▶ [Provided passage]
begin
The Anti Bullying Alliances’ theme this year for anti-bullying week is 'Power for Good'. What I understand this to mean is that we ALL have the power to help make something better and can make a choice whether we embrace and use it, or choose not to. Or more bluntly, whether we ignore those who we know are being bullied as we are too scared or reluctant to do anything about it perhaps
The key aims are of this year's theme are:
- To support children and young people to use their ‘Power for Good’ – by understanding the ways in which they are powerful and encouraging individual and collective action to stop bullying and create the best world possible.
- To help parents and carers to use their Power for Good – through supporting children with issues relating to bullying and working together with schools to stop bullying.
- To encourage all teachers, school support staff and youth workers to use their Power for Good – by valuing the difference they can make in a child’s life, and taking individual and collective action to prevent bullying and create safe environments where children can thrive.
Two perspectives on bullying: A mum and daughter
To help put some perspective on this I have asked two wonderful friends of mine, Amberely and Amanda to share their experience of bullying, a young lady's perspective and her Mum’s. I have to warn you it’s quite a harrowing read, but it’s aim is to help stamp out bullying.
I felt completely isolated and felt that I had no respect from anyone in my peer group at school. I dreaded going to school every single day, day in day out, month in month out, year in, year out. The constant feeling of anxiety made me physically ill, affecting my sleep and my general overall health and impacted my education.
Break-times were the worst. I could manage the lessons. Every break-time and lunchtime I had to try to find places where I could hide just to draw the least amount of attention possible to myself. I usually just ended up hiding in the toilets.
Among the taunts and insults that I’ve experienced over the last few years, I’ve been spat at, had food thrown at me and white spirit poured into my hair, and no-one ever defended me, looked out for me or showed any degree of concern for all that I had to endure each day. Every so often I’d be duped into thinking perhaps one of my peers wasn’t so bad after all on days when they bothered to talk to me, but in every single case, that thought was quickly gone when they became sheep and stood as part of a nasty, bigger group who were taunting me. Not one of them had courage to tell the perpetrators that what they were doing was wrong.
The worst thing about all of it was the constant and deliberate attempts to humiliate me. That’s what hurt the most.
What could the school have done to help me?
Take it seriously: The teachers taking it seriously would have helped. And when I say seriously I don’t mean punishing people just on my word, I know they can’t do that. I mean just really listening to how hard I found the humiliation and understanding how horrible it was spending each lunchtime in the toilets as I felt there was no alternative.
end
▶ [Objective] Reproduce verbatim the span of the anti-bullying week piece that starts at "Take it seriously: The" and runs through "was no alternative.".

▶ [Entries provided]
begin
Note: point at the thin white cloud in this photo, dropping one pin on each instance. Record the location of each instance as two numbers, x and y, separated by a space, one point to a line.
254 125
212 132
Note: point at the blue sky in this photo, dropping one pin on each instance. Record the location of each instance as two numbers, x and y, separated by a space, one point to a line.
end
begin
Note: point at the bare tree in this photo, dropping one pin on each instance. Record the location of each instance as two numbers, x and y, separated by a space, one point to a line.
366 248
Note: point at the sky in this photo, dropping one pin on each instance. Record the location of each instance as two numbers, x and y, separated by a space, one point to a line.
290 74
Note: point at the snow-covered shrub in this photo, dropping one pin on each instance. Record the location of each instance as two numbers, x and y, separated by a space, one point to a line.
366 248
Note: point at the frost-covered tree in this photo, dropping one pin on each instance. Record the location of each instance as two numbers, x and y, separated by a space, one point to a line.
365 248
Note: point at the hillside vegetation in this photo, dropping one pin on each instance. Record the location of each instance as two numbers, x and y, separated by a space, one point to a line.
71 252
end
▶ [Expected output]
Take it seriously: The teachers taking it seriously would have helped. And when I say seriously I don’t mean punishing people just on my word, I know they can’t do that. I mean just really listening to how hard I found the humiliation and understanding how horrible it was spending each lunchtime in the toilets as I felt there was no alternative.